Exercise brief: Please return, without any changes, everything in the records from the line containing "TARGET = gold football pants" down through the last line of the records.

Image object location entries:
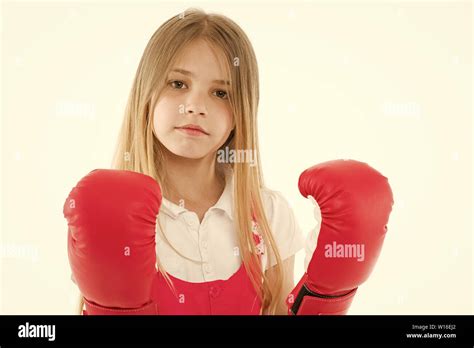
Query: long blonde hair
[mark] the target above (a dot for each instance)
(139, 150)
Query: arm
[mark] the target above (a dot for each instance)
(288, 283)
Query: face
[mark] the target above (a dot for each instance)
(196, 94)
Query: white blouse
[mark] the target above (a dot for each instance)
(210, 249)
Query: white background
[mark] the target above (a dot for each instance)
(387, 83)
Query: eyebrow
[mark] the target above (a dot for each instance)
(189, 73)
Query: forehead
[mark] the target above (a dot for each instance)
(202, 59)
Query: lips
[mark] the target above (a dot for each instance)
(193, 127)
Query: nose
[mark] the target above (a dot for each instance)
(195, 105)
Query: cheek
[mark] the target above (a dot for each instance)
(164, 115)
(225, 119)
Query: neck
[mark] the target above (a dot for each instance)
(192, 180)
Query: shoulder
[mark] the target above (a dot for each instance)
(283, 224)
(275, 204)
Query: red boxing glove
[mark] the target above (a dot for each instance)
(355, 202)
(111, 218)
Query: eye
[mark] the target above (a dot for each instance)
(176, 84)
(221, 94)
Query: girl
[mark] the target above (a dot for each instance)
(195, 97)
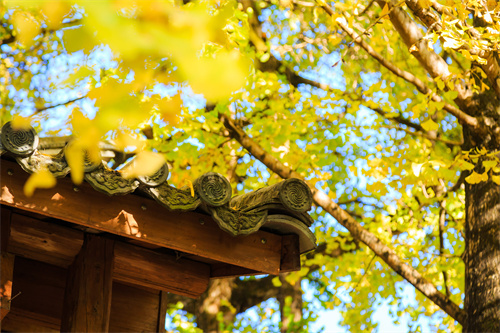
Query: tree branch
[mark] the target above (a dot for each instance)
(60, 104)
(357, 231)
(491, 68)
(427, 136)
(462, 117)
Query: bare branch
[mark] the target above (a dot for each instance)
(357, 231)
(431, 19)
(60, 104)
(462, 117)
(427, 136)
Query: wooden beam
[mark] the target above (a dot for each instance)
(290, 253)
(44, 241)
(221, 270)
(39, 307)
(160, 271)
(6, 277)
(133, 309)
(20, 320)
(58, 245)
(142, 219)
(4, 228)
(162, 312)
(87, 298)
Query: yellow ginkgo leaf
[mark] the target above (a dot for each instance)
(40, 179)
(475, 178)
(489, 164)
(146, 163)
(170, 109)
(21, 123)
(417, 168)
(54, 12)
(430, 125)
(26, 26)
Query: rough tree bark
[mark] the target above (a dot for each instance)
(482, 228)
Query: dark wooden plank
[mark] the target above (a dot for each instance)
(133, 309)
(87, 298)
(5, 214)
(6, 279)
(143, 219)
(160, 271)
(290, 253)
(19, 320)
(44, 241)
(39, 307)
(162, 312)
(40, 288)
(58, 245)
(221, 270)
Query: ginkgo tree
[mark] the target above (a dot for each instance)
(388, 109)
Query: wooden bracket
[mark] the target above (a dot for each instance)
(6, 274)
(87, 298)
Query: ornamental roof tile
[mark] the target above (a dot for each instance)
(281, 208)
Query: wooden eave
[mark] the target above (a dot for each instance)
(163, 239)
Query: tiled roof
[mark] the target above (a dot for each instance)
(281, 208)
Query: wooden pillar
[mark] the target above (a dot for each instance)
(6, 273)
(7, 263)
(87, 298)
(162, 312)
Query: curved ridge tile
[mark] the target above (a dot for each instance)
(238, 222)
(213, 189)
(20, 142)
(57, 164)
(110, 181)
(291, 196)
(284, 224)
(173, 198)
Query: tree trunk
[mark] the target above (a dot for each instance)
(482, 257)
(482, 239)
(216, 299)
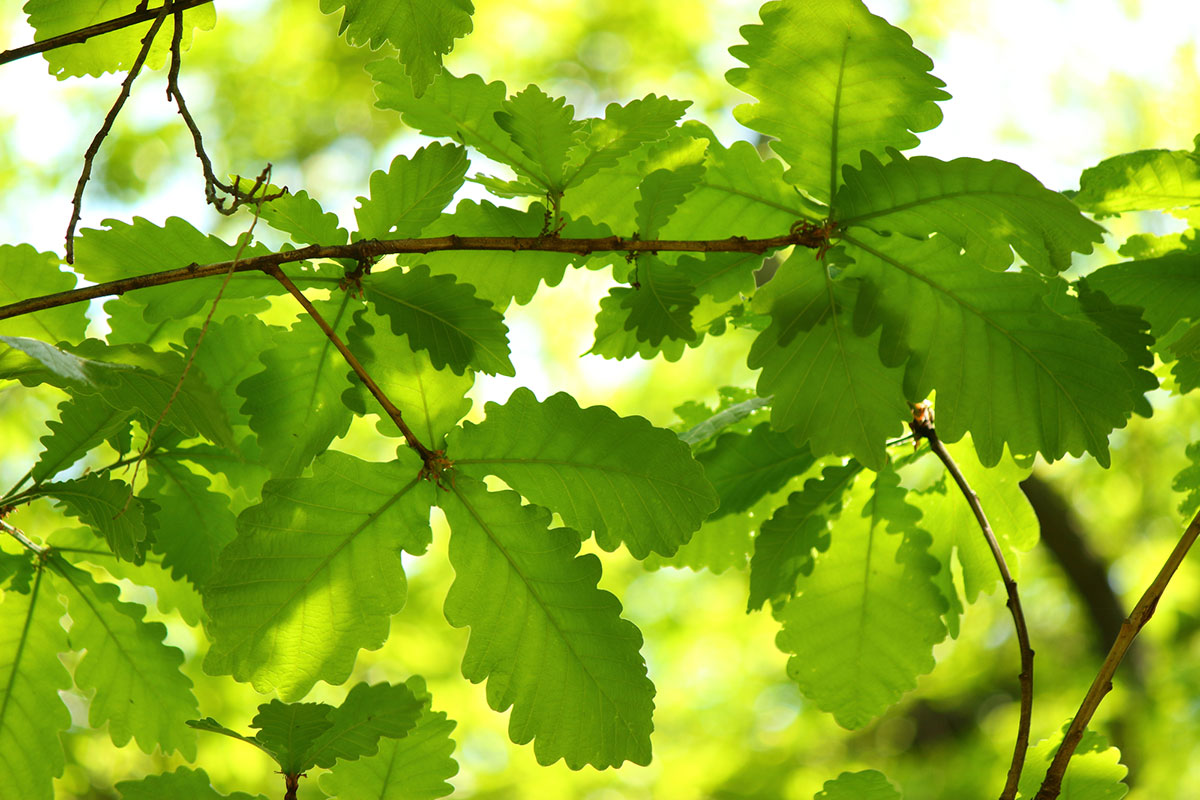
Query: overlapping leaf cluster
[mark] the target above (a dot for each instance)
(918, 278)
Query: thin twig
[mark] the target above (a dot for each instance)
(923, 428)
(1103, 684)
(99, 29)
(371, 248)
(99, 139)
(211, 184)
(16, 533)
(191, 356)
(427, 455)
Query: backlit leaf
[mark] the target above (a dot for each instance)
(619, 476)
(21, 269)
(989, 208)
(828, 385)
(139, 690)
(871, 593)
(544, 128)
(1005, 366)
(330, 547)
(744, 468)
(442, 317)
(1140, 181)
(421, 30)
(551, 645)
(832, 80)
(107, 507)
(412, 768)
(787, 543)
(33, 716)
(412, 193)
(112, 52)
(868, 785)
(181, 785)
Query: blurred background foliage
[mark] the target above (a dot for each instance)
(1054, 85)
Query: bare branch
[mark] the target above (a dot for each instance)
(372, 248)
(427, 456)
(99, 29)
(211, 184)
(99, 139)
(1103, 684)
(923, 428)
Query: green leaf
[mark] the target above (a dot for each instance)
(871, 593)
(287, 731)
(868, 785)
(172, 595)
(623, 130)
(190, 524)
(550, 643)
(127, 250)
(330, 545)
(367, 714)
(828, 384)
(112, 52)
(442, 317)
(833, 80)
(22, 268)
(1167, 289)
(423, 31)
(659, 306)
(431, 401)
(460, 108)
(211, 726)
(988, 208)
(948, 517)
(1005, 366)
(108, 507)
(1140, 181)
(303, 218)
(84, 422)
(412, 193)
(544, 128)
(229, 355)
(744, 468)
(150, 385)
(31, 714)
(413, 768)
(660, 194)
(785, 547)
(294, 403)
(617, 475)
(1125, 326)
(739, 194)
(1095, 771)
(139, 690)
(181, 785)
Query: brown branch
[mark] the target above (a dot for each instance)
(99, 29)
(429, 456)
(923, 428)
(99, 139)
(370, 250)
(211, 184)
(1103, 684)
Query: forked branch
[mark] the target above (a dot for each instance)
(1103, 684)
(99, 29)
(429, 456)
(367, 250)
(923, 428)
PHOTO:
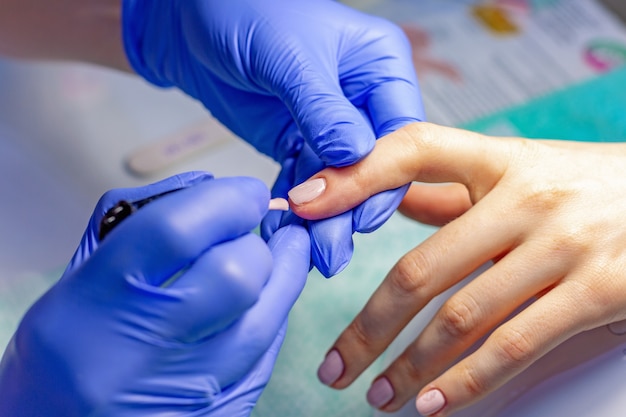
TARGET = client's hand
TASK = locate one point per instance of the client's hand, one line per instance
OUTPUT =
(549, 213)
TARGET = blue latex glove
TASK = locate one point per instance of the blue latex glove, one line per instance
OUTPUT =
(286, 75)
(116, 336)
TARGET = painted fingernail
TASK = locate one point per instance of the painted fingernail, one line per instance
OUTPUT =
(307, 191)
(430, 402)
(331, 369)
(380, 393)
(278, 204)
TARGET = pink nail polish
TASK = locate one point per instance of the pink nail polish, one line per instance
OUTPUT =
(380, 393)
(307, 191)
(430, 402)
(331, 369)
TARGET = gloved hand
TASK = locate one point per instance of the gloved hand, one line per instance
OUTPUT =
(180, 310)
(286, 75)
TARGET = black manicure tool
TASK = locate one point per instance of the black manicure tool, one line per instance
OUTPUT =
(122, 210)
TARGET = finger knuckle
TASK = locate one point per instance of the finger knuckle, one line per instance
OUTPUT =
(474, 382)
(359, 333)
(458, 316)
(513, 348)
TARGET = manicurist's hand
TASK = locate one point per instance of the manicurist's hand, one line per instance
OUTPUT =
(549, 213)
(180, 310)
(311, 83)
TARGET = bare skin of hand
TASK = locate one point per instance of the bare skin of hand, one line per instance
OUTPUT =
(549, 213)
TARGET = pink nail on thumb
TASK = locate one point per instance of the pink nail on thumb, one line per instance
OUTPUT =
(430, 402)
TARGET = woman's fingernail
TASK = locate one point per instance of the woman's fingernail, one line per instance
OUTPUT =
(307, 191)
(331, 369)
(380, 393)
(430, 402)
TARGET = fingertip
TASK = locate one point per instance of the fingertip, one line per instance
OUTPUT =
(430, 402)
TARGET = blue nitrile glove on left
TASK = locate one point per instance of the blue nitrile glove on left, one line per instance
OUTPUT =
(311, 83)
(180, 310)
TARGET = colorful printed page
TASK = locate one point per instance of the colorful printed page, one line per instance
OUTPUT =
(475, 58)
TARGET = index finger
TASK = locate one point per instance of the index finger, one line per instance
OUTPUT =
(418, 152)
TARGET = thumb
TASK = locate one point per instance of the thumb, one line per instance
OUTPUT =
(332, 126)
(418, 152)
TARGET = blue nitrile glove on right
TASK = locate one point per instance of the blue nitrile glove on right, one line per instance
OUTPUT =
(180, 310)
(286, 75)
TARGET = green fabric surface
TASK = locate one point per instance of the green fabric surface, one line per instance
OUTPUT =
(591, 111)
(324, 309)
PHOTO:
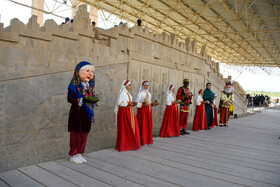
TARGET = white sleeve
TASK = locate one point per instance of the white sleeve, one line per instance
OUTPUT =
(123, 99)
(169, 100)
(139, 100)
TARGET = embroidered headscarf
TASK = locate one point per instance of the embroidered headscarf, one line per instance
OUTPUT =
(77, 87)
(142, 86)
(170, 89)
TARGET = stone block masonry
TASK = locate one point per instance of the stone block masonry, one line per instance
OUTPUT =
(37, 64)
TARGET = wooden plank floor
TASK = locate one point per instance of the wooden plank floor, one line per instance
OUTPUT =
(245, 154)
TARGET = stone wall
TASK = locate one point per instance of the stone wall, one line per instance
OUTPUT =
(36, 66)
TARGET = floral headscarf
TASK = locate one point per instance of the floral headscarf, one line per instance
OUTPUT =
(79, 90)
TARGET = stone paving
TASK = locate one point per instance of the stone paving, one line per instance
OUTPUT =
(247, 153)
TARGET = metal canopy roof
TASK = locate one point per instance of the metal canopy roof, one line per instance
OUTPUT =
(236, 32)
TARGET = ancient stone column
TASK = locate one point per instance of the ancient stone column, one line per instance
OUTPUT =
(39, 5)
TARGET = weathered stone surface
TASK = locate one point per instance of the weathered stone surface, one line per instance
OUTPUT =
(37, 63)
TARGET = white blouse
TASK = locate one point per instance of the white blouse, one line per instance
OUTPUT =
(169, 98)
(199, 100)
(125, 97)
(141, 98)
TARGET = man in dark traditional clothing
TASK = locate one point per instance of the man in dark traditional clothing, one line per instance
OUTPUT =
(208, 97)
(185, 96)
(227, 98)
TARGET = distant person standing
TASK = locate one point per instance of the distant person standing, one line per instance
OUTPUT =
(215, 110)
(200, 119)
(139, 22)
(170, 123)
(208, 98)
(185, 96)
(227, 98)
(145, 114)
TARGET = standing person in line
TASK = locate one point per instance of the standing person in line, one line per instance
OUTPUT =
(215, 110)
(81, 113)
(145, 114)
(208, 97)
(227, 98)
(200, 119)
(128, 137)
(184, 95)
(170, 123)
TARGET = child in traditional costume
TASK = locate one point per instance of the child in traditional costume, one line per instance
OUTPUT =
(128, 137)
(81, 113)
(200, 119)
(145, 114)
(170, 123)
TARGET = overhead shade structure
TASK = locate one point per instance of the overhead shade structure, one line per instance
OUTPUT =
(236, 32)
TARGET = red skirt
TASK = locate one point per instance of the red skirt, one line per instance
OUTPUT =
(224, 115)
(128, 137)
(170, 124)
(145, 120)
(215, 119)
(200, 119)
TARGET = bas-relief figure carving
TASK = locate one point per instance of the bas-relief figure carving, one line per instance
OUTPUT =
(36, 65)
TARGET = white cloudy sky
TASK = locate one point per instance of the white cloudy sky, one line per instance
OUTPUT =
(248, 80)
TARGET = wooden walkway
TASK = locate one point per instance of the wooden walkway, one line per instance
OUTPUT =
(245, 154)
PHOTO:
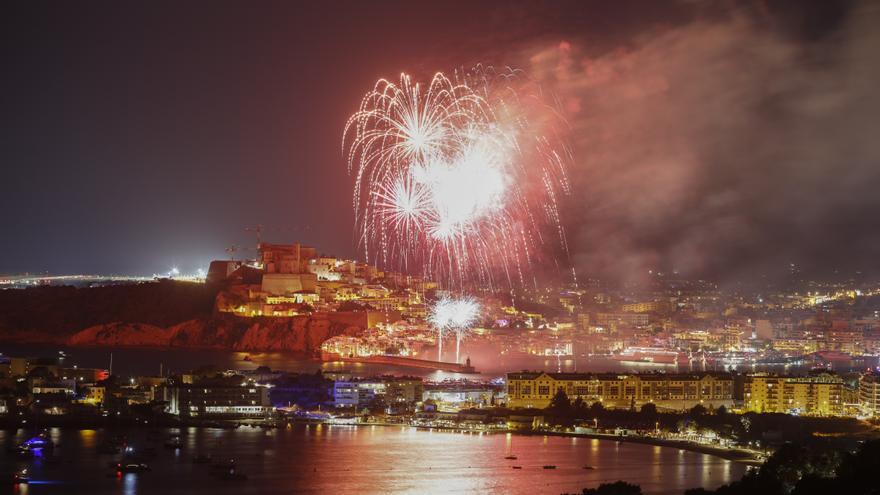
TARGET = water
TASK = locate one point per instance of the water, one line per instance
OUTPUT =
(359, 460)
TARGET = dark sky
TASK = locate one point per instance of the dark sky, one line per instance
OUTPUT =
(143, 135)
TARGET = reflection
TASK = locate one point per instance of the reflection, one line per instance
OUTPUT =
(129, 484)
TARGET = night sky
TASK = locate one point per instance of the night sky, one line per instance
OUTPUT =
(724, 141)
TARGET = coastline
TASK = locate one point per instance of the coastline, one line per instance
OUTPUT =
(742, 456)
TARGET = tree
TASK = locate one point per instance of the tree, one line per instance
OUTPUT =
(698, 410)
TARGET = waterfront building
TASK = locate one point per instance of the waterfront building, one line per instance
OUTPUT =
(869, 395)
(666, 391)
(815, 395)
(395, 391)
(615, 320)
(223, 397)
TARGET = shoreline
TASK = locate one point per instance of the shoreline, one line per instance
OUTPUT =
(742, 456)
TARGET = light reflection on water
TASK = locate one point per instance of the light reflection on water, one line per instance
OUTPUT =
(345, 459)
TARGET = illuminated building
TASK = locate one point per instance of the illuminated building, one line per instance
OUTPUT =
(667, 391)
(617, 319)
(230, 397)
(395, 391)
(869, 395)
(817, 395)
(641, 307)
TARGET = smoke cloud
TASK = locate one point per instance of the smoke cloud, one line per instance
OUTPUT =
(723, 148)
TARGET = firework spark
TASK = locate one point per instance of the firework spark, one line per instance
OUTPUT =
(453, 314)
(459, 178)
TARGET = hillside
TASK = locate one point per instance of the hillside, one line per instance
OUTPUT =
(156, 314)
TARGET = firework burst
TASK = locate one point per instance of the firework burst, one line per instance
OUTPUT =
(456, 315)
(459, 178)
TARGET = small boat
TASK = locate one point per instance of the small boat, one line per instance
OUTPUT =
(233, 475)
(132, 468)
(174, 443)
(21, 477)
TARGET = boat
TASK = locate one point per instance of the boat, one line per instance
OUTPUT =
(132, 468)
(651, 356)
(173, 443)
(232, 475)
(21, 477)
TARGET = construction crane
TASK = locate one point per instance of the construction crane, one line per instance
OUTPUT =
(231, 250)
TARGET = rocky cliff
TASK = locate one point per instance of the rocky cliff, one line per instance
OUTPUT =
(158, 314)
(302, 334)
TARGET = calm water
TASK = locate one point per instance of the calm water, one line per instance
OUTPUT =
(346, 459)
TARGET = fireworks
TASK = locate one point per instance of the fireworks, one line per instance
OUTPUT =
(453, 314)
(458, 178)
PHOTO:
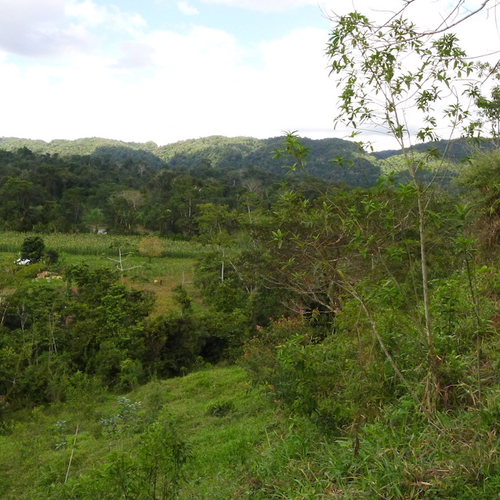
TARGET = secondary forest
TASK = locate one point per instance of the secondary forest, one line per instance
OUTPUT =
(279, 319)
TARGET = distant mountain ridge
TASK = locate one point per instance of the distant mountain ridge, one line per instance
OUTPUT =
(235, 153)
(219, 152)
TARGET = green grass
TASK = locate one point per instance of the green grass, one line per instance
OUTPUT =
(251, 450)
(92, 244)
(222, 447)
(159, 275)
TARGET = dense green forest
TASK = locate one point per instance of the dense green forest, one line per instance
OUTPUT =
(230, 155)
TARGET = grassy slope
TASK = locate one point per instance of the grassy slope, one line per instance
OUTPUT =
(221, 446)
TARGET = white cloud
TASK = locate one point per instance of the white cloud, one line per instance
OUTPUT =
(37, 28)
(55, 28)
(187, 9)
(197, 86)
(263, 5)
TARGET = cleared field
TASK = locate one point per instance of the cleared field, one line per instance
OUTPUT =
(97, 244)
(158, 274)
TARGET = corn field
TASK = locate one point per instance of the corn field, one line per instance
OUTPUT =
(97, 244)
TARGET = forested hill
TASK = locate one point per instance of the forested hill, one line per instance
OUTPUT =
(221, 153)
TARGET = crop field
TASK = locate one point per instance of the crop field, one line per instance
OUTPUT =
(156, 274)
(97, 244)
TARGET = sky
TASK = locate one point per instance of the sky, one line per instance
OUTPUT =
(168, 70)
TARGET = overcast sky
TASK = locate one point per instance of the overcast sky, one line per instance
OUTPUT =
(168, 70)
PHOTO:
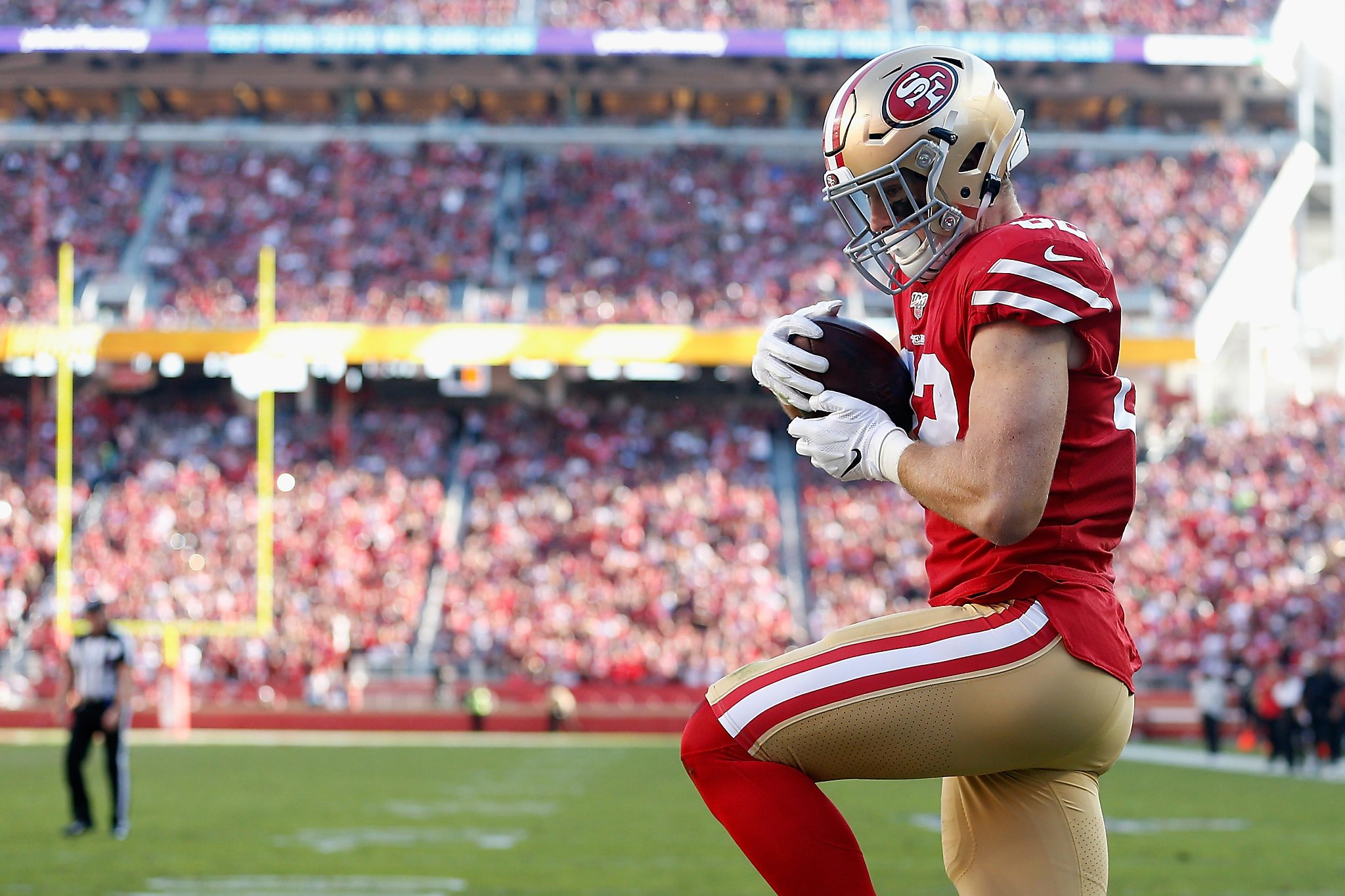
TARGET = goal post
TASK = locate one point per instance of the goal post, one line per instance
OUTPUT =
(263, 621)
(65, 430)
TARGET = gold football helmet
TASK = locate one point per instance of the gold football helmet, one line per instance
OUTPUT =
(917, 144)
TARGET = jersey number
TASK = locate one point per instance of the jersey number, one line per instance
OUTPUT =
(940, 429)
(943, 426)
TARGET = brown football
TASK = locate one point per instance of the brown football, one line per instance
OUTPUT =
(864, 366)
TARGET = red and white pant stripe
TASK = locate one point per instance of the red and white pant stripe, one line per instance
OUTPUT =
(883, 666)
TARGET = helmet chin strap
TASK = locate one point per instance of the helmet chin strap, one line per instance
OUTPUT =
(993, 181)
(912, 253)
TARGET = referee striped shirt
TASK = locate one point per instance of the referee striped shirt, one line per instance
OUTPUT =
(96, 658)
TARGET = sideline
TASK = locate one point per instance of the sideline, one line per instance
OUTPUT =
(1237, 763)
(1142, 753)
(254, 738)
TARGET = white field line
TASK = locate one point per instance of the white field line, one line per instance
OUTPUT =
(1149, 754)
(249, 738)
(1238, 763)
(300, 885)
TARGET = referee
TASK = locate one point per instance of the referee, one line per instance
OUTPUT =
(97, 689)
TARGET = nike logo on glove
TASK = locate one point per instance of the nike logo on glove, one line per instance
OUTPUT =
(854, 461)
(1053, 257)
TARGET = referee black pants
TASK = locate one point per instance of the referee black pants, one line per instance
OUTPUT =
(88, 721)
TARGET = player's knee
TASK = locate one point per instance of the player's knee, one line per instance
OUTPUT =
(705, 736)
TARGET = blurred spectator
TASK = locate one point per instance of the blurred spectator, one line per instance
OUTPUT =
(1323, 692)
(361, 234)
(701, 236)
(72, 12)
(713, 15)
(623, 544)
(349, 12)
(88, 195)
(694, 234)
(1162, 223)
(1286, 694)
(1129, 16)
(1210, 694)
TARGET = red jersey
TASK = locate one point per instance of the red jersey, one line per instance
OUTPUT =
(1043, 273)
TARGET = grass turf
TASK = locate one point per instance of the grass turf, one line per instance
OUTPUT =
(579, 820)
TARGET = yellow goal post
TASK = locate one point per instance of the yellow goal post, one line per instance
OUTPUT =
(263, 621)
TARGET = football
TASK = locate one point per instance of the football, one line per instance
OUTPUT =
(864, 366)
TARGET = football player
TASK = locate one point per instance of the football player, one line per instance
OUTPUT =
(1016, 685)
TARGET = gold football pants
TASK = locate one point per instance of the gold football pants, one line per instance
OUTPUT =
(982, 696)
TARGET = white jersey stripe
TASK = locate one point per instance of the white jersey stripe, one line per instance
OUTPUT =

Solution for this problem:
TARGET = gold football pants
TASK = locate one point per instance of the gold football pants, one line per instance
OUTPUT =
(982, 696)
TARGET = white jersey stripe
TASK = locate one point per instance of the white jersey stripe, one line per instance
OUTPUT =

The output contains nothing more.